- [EXERCISE BRIEF]
Type out the data again. Keep every line exactly the same.

- [MATERIAL PROVIDED]
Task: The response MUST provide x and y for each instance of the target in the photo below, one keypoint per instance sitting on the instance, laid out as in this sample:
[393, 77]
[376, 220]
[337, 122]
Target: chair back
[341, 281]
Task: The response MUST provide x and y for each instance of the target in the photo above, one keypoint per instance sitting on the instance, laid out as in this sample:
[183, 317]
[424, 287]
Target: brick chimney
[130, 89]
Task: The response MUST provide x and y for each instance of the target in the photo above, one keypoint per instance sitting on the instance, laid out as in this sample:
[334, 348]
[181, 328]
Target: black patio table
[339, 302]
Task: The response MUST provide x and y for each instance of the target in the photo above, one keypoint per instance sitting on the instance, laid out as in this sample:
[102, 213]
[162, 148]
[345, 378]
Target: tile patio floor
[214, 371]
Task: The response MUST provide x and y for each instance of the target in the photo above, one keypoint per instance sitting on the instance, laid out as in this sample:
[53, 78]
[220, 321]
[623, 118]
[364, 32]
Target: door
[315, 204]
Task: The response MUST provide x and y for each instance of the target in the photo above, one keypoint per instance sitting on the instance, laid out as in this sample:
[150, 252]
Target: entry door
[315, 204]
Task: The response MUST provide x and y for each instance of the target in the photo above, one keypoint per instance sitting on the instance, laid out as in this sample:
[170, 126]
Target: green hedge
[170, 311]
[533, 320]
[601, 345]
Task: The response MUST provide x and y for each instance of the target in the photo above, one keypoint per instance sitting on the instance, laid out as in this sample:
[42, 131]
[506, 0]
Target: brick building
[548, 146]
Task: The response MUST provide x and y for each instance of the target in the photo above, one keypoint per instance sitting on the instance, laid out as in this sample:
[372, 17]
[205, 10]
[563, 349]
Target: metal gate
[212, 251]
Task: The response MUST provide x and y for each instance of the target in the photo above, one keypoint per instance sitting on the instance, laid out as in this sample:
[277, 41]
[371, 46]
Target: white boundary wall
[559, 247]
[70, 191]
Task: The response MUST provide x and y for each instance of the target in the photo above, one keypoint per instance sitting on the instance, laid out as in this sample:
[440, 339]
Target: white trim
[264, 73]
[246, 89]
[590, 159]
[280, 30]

- [COMPLETED EXERCISE]
Task: The response MUST provide x and y for each instance of the target in the photo below, one keypoint per instance sitting on the instance, laid out as in this sample:
[393, 77]
[376, 220]
[337, 122]
Target: chair back
[341, 281]
Task: The response MUST provide x and y for each instance of the target in the photo above, one keypoint per instance sitting on the instance, laid out as in this sample:
[183, 317]
[424, 287]
Target: brick chimney
[130, 89]
Task: The response MUST provide x and y for each instance of the target in the photo above, one keypoint per instance sitting on the instance, laid out as in this sample:
[334, 348]
[181, 328]
Target: black patio table
[339, 302]
Task: The response MUST provide x and y for each instance of the target in the photo above, one keypoint per instance sitting on the instance, laid out as in this sample:
[102, 213]
[162, 148]
[345, 378]
Target: tile patio floor
[214, 371]
Task: The response MUST provide x and y for each instance of the target in the photo above, one keypoint per instance sitting on the instance, laid out as in this sample:
[53, 78]
[220, 321]
[623, 118]
[364, 32]
Target: door
[315, 204]
Task: The response MUST provide x and y for each instance of the target in the photo above, one keypoint per instance sitting on the instance, laid out as in this sample:
[150, 252]
Target: entry door
[315, 204]
Task: The response MUST provide x and y for each instance of the target in the photo above, one keypoint per instance sitting on the instance, laid out as in this sample:
[170, 126]
Target: green hedge
[170, 311]
[533, 320]
[601, 345]
Task: The response MUST provide x and y for each instance of the target in the photo above, one keypoint per instance sitting on the instance, laid out as in this sample:
[42, 131]
[506, 0]
Target: brick building
[548, 146]
Task: The response MUST provide x and y for each instance of the target in the photo above, one keypoint per instance sitting on the instance, laid out as in this sample:
[372, 17]
[205, 10]
[563, 349]
Target: metal gate
[212, 251]
Task: The response MUST provide x and y for each instance of the target in the photo above, one keypoint per instance sitting on the instance, laid out as in this sample:
[277, 41]
[371, 46]
Target: white boundary wall
[559, 247]
[70, 191]
Task: The response MUST provide x and y for each instance of the target in the photo above, one keypoint per instance sitting on the instance, laid out as in this sample:
[440, 339]
Target: white trim
[264, 73]
[246, 89]
[590, 159]
[280, 30]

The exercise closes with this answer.